'

Kategori

Follow Us!

ERA ORDE BARU, SEBUAH REFLEKSI (Artikel 1)

Wafatnya Pak Harto menimbulkan berbagai refleksi tentang jasa-jasa maupun dosa-dosanya.

Salah satu bidang yang direfleksikan adalah bidang ekonomi. Banyak yang menilai bahwa Pak Harto sangat berhasil dalam membangun ekonomi bangsa Indonesia. Indikator terpenting dari keberhasilan yang ditonjolkan adalah sebagai berikut :

Menurunkan inflasi 600% sampai menjadi inflasi yang “normal”.
Produk Domestik Bruto (PDB) tumbuh dengan rata-rata 7% per tahun.
Ekonomi dibangun sebagai dua unsur dari Trilogi, yaitu pertumbuhan dan pemerataan. Satu unsur lainnya Stabilitas yang sangat dibutuhkan untuk mengatur ekonomi dengan terencana dan mantap.

Saya akan membatasi diri pada memberikan ulasan tentang ekonomi sebagai berikut.

Daftar Tugas:
1. Tentukan apakah setiap pernyataan berikut sesuai dengan artikel tentang Orde Baru: (a) inflasi pernah diturunkan dari 600%; (b) PDB tumbuh rata-rata 10% per tahun; (c) penulis membatasi ulasannya pada bidang ekonomi. Jawab ya atau tidak, lalu kutip kata-kata penentunya dari artikel.
2. Tampilkan sebagai tabel Markdown semua baris entri mulai dari baris yang memuat "Would you be able to tag each instance of the window" sampai baris terakhir entri, tanpa baris kosong. Gunakan kolom "No." untuk nomor urut dan kolom "Baris" untuk isi barisnya.

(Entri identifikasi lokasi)
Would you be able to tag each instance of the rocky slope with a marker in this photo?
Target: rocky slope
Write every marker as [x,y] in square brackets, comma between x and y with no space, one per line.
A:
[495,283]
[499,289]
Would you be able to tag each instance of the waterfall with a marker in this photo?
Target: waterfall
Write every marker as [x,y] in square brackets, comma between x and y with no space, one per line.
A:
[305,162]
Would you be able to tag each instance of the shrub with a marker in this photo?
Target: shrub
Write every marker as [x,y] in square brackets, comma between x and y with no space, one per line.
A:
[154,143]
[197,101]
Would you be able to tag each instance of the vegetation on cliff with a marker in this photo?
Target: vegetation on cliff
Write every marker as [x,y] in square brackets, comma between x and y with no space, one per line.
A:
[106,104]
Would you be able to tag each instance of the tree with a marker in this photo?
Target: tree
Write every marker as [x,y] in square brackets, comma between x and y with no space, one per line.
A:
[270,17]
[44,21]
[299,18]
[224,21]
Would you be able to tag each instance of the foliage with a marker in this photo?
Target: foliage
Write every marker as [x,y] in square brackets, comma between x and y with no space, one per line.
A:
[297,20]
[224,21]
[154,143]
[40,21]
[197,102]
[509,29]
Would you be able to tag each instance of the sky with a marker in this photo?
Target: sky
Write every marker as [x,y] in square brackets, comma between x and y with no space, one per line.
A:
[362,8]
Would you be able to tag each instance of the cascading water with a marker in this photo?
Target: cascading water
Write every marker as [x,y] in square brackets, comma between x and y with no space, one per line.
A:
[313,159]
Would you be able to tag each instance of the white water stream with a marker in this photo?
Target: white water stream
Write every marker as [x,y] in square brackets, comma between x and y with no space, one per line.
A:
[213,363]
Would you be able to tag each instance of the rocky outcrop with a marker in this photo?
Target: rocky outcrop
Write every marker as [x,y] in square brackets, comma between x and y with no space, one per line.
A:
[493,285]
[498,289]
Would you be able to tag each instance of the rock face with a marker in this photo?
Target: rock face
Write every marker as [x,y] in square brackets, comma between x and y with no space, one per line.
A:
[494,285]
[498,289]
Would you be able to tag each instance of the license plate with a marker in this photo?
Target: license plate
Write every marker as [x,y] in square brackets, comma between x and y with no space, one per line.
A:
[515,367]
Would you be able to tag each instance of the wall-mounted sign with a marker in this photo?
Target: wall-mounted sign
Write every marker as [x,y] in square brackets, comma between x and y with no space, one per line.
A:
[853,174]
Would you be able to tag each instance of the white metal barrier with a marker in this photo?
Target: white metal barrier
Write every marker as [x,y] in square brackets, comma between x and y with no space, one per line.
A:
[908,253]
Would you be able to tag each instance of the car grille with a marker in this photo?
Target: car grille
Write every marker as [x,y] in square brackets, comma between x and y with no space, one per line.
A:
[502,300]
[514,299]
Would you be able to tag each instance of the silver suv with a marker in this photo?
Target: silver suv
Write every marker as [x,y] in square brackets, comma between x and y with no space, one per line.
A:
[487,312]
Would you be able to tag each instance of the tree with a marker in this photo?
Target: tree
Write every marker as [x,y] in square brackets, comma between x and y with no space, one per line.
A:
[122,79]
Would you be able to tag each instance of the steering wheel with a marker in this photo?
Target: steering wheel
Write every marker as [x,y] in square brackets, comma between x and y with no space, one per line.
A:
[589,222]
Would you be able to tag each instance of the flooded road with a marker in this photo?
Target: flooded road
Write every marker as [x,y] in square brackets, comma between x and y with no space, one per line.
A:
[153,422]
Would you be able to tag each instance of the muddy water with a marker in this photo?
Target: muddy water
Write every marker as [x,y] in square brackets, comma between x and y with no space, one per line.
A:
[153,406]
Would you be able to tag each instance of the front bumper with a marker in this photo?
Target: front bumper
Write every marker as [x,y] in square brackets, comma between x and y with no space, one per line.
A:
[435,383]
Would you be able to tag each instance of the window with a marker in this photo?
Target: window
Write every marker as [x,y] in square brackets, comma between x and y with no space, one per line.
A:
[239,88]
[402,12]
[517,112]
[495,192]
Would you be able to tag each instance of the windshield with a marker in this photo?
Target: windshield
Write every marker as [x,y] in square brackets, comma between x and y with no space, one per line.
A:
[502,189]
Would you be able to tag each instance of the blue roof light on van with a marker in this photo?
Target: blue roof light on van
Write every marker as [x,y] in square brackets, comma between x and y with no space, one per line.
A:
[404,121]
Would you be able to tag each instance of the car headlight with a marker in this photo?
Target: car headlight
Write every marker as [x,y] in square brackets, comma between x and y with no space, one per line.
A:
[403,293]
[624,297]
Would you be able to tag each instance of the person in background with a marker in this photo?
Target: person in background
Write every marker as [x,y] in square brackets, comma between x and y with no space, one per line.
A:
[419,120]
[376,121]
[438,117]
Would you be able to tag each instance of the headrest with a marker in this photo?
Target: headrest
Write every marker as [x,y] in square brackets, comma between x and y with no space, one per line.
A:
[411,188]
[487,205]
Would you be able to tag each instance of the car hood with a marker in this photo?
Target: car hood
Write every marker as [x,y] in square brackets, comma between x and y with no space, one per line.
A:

Jawaban Tugas:
1.
(a) Ya: "Menurunkan inflasi 600% sampai menjadi inflasi yang “normal”."
(b) Tidak: "Produk Domestik Bruto (PDB) tumbuh dengan rata-rata 7% per tahun."
(c) Ya: "Saya akan membatasi diri pada memberikan ulasan tentang ekonomi sebagai berikut."

2.
| No. | Baris |
|---|---|
| 1 | Would you be able to tag each instance of the window with a marker in this photo? |
| 2 | Target: window |
| 3 | Write every marker as [x,y] in square brackets, comma between x and y with no space, one per line. |
| 4 | A: |
| 5 | [239,88] |
| 6 | [402,12] |
| 7 | [517,112] |
| 8 | [495,192] |
| 9 | Would you be able to tag each instance of the windshield with a marker in this photo? |
| 10 | Target: windshield |
| 11 | Write every marker as [x,y] in square brackets, comma between x and y with no space, one per line. |
| 12 | A: |
| 13 | [502,189] |
| 14 | Would you be able to tag each instance of the blue roof light on van with a marker in this photo? |
| 15 | Target: blue roof light on van |
| 16 | Write every marker as [x,y] in square brackets, comma between x and y with no space, one per line. |
| 17 | A: |
| 18 | [404,121] |
| 19 | Would you be able to tag each instance of the car headlight with a marker in this photo? |
| 20 | Target: car headlight |
| 21 | Write every marker as [x,y] in square brackets, comma between x and y with no space, one per line. |
| 22 | A: |
| 23 | [403,293] |
| 24 | [624,297] |
| 25 | Would you be able to tag each instance of the person in background with a marker in this photo? |
| 26 | Target: person in background |
| 27 | Write every marker as [x,y] in square brackets, comma between x and y with no space, one per line. |
| 28 | A: |
| 29 | [419,120] |
| 30 | [376,121] |
| 31 | [438,117] |
| 32 | Would you be able to tag each instance of the headrest with a marker in this photo? |
| 33 | Target: headrest |
| 34 | Write every marker as [x,y] in square brackets, comma between x and y with no space, one per line. |
| 35 | A: |
| 36 | [411,188] |
| 37 | [487,205] |
| 38 | Would you be able to tag each instance of the car hood with a marker in this photo? |
| 39 | Target: car hood |
| 40 | Write every marker as [x,y] in square brackets, comma between x and y with no space, one per line. |
| 41 | A: |